» RECORDED DATA

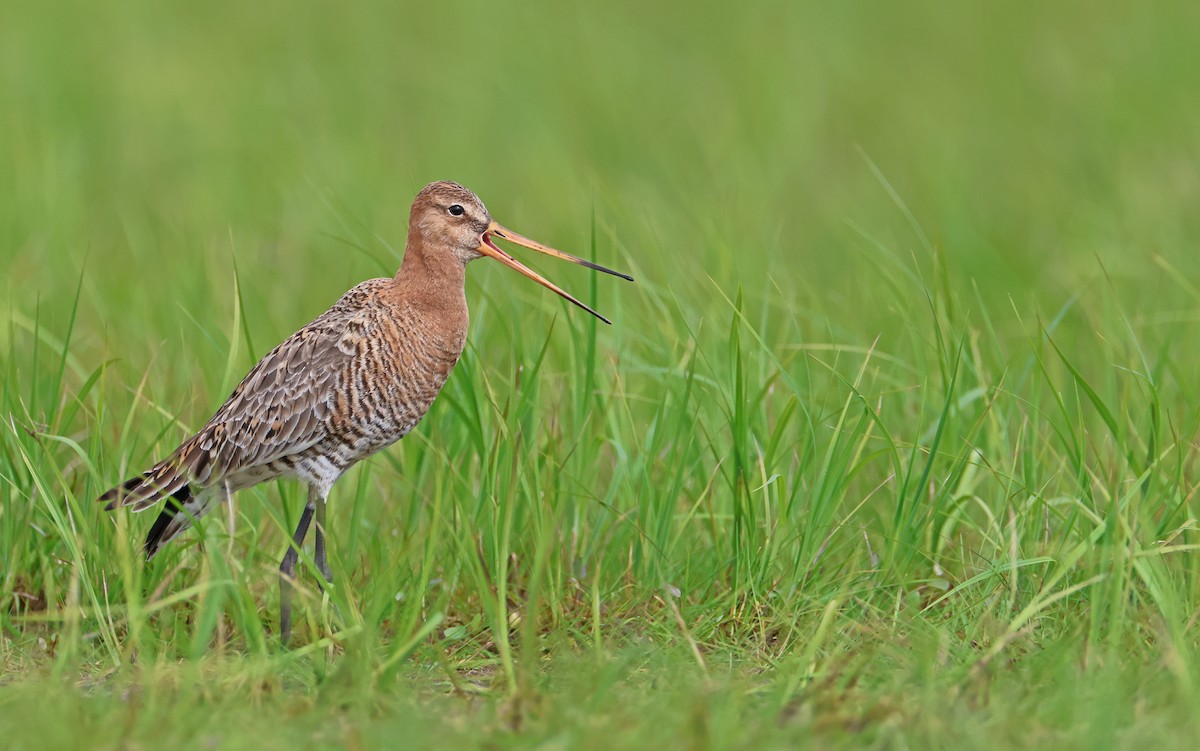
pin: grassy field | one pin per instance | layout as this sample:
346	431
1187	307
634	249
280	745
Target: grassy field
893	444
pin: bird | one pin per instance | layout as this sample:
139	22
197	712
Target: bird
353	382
--
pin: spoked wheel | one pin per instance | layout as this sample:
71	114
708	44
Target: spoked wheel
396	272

» WORK INSTRUCTION
Nothing but the lines holding the word "sample" should be returned from the listing above.

» TASK OUTPUT
pin: grassy field | one pin per instance | layout as this sample:
pin: bird | one pin per instance | layout as this sample:
pin: spoked wheel | one pin per instance | layout as this sample:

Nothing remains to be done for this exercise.